Exercise objective: In the entries below, spot each line with the word "tree" and copy it.

Exercise data:

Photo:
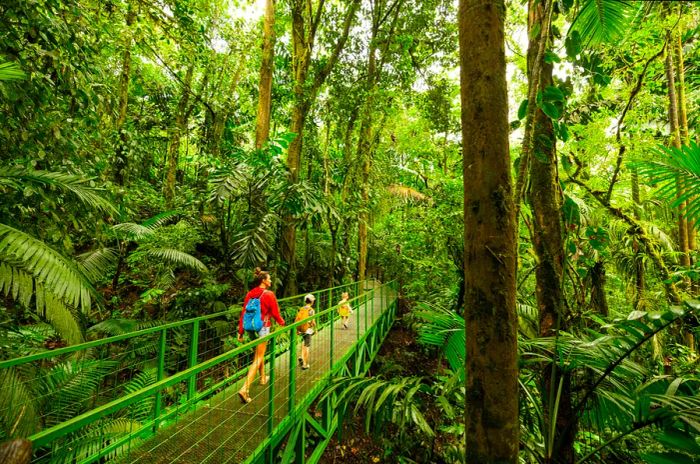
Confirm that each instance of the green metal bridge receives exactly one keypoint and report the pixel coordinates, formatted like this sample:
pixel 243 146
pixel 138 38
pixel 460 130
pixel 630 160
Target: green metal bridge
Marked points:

==

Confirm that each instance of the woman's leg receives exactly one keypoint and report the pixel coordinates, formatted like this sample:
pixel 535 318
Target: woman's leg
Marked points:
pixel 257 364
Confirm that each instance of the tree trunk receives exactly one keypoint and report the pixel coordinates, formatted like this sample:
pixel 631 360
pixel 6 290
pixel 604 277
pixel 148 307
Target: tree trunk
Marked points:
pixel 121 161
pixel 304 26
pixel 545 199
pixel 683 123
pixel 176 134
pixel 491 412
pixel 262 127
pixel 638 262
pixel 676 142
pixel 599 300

==

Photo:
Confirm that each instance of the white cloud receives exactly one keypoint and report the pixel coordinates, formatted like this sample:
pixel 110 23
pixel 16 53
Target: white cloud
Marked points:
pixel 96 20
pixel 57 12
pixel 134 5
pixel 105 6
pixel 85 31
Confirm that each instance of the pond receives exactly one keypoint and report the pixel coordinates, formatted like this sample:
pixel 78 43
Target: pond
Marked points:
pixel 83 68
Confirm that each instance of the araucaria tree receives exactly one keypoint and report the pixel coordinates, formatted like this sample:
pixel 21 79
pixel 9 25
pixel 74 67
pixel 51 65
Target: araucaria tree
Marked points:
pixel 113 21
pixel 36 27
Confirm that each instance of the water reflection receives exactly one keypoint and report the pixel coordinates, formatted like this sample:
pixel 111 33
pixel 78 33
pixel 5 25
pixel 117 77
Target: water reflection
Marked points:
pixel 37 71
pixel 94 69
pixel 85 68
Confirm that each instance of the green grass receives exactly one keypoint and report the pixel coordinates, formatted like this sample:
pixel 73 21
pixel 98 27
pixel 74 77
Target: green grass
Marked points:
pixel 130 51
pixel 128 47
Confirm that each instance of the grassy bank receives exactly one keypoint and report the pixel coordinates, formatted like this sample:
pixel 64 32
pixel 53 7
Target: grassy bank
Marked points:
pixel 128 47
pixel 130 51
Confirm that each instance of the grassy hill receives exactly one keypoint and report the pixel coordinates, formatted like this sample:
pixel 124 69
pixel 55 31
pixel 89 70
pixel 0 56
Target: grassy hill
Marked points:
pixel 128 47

Solution to the problem:
Confirm that each instance of the tree trunk receives exactly one keypoint and report the pixel coordinates, formatted like this sample:
Target: tree trunk
Confirm that each instance of the araucaria tree receives exactly one keypoint and report the pixel coordinates, formatted like this sample:
Target: araucaria tree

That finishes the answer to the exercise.